TEXT BLOCK:

-*-

Edited on Sat Mar-26-11 01:08 PM by LWolf
All one needs to do is look at his policies without blinders to see that. He himself acknowledged that he is a "new dem," which is, like the DLC, a group dedicated to the "3rd way."

“I am a New Democrat,” he told the New Democrat Coalition, according to two sources at the White House session.


http://www.politico.com/news/stories/0309/19862.html

Frankly, I do not now, and have never, supported in any way "new dems," the "3rd way," the DLC, the Blue Dogs, or any other branch of Democratic "centrism," which, underneath it's faux "moderate" image, is rampant neoliberalism infecting the party, and the nation, like a cancer.

The New Democrat Coalition was formed as a House caucus in 1997, following in the footsteps of the Democratic Leadership Council and President Bill Clinton’s “third way” policies, designed to make Democrats and their platform more business friendly. When launched, the group lacked a fundraising PAC and had no legislative staffers. However, they did have allies at the highest levels of the Democratic Party and access to the party's political and fundraising machine.

-*-

TASK REQUIREMENTS:
A. Transcribe the forum post on New Democrats from "Frankly, I do" to "like a cancer.".
B. Condense the paragraph of the forum post on New Democrats that begins "The New Democrat Coalition was formed" into a short list of its main facts.

RECORDS:

-*-

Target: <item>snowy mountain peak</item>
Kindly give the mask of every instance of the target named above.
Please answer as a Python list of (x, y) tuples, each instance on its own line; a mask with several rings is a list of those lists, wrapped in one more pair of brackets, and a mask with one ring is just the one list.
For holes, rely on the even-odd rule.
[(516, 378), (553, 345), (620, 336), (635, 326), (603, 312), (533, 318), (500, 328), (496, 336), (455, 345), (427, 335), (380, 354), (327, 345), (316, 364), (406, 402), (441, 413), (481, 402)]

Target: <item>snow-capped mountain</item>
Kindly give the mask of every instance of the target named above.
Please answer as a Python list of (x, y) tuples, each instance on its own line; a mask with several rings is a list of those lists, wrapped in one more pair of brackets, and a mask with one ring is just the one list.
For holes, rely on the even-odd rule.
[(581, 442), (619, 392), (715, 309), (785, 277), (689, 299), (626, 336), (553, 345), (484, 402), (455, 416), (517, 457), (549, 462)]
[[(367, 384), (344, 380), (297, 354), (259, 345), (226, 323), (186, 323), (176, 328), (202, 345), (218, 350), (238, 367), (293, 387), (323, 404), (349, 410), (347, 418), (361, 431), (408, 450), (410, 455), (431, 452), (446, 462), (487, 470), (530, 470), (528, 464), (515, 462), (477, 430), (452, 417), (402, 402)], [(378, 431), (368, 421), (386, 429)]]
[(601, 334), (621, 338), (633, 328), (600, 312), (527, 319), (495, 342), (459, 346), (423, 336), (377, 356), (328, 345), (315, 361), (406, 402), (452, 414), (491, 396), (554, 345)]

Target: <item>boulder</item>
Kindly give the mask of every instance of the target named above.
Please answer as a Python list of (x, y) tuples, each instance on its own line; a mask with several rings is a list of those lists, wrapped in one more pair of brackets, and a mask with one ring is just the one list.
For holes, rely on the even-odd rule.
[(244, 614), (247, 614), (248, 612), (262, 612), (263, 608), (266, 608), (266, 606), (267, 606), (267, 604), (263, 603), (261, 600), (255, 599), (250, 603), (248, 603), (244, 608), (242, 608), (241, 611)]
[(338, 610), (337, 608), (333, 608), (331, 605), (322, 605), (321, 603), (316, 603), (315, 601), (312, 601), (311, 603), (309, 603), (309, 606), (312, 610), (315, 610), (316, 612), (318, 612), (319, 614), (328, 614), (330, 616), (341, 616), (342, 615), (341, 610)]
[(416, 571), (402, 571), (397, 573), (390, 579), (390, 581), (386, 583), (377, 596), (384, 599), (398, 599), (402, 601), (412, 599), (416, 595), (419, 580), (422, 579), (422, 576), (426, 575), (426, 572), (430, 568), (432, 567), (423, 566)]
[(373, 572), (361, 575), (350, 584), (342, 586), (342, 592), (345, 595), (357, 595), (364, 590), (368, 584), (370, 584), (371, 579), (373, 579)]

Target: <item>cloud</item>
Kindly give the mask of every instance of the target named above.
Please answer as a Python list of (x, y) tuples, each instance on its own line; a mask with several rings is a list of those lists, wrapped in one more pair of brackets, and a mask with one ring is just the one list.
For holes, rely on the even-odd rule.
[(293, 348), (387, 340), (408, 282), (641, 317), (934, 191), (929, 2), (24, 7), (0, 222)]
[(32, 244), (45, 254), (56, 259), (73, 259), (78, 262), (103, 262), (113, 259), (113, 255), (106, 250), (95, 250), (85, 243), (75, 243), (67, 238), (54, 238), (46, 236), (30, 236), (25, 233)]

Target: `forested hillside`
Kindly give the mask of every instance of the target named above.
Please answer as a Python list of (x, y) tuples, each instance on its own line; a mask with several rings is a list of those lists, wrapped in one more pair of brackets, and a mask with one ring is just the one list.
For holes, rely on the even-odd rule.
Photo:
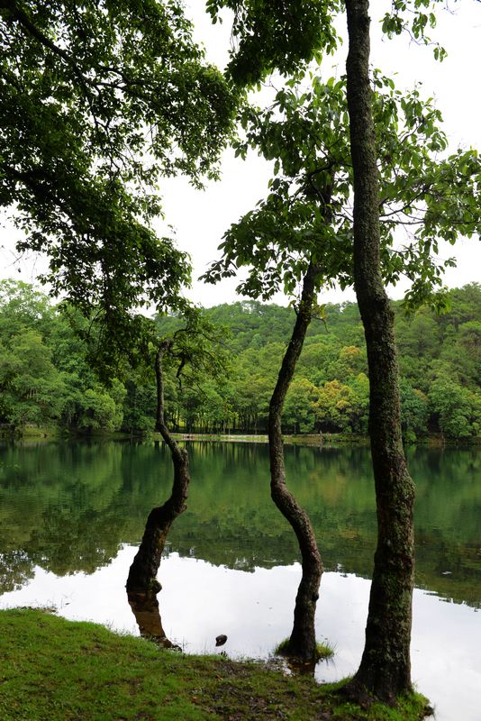
[[(449, 293), (449, 310), (422, 309), (406, 317), (395, 303), (406, 440), (429, 433), (464, 440), (481, 428), (481, 286)], [(254, 301), (204, 311), (223, 327), (231, 359), (222, 379), (205, 374), (166, 382), (166, 408), (175, 430), (262, 433), (292, 308)], [(159, 320), (160, 334), (180, 324)], [(68, 432), (152, 430), (153, 363), (119, 365), (103, 380), (95, 370), (98, 339), (74, 333), (61, 306), (31, 286), (0, 284), (0, 424), (22, 432), (55, 426)], [(329, 305), (310, 328), (287, 397), (286, 433), (366, 434), (368, 381), (362, 324), (356, 304)]]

-*-

RESPONSES TO THE EXERCISE:
A.
Frankly, I do not now, and have never, supported in any way "new dems," the "3rd way," the DLC, the Blue Dogs, or any other branch of Democratic "centrism," which, underneath it's faux "moderate" image, is rampant neoliberalism infecting the party, and the nation, like a cancer.

B.
- The New Democrat Coalition was formed as a House caucus in 1997.
- It followed the Democratic Leadership Council and President Bill Clinton's "third way" policies, which aimed to make Democrats and their platform more business friendly.
- At launch it had no fundraising PAC and no legislative staffers.
- It did have allies at the highest levels of the Democratic Party and access to the party's political and fundraising machine.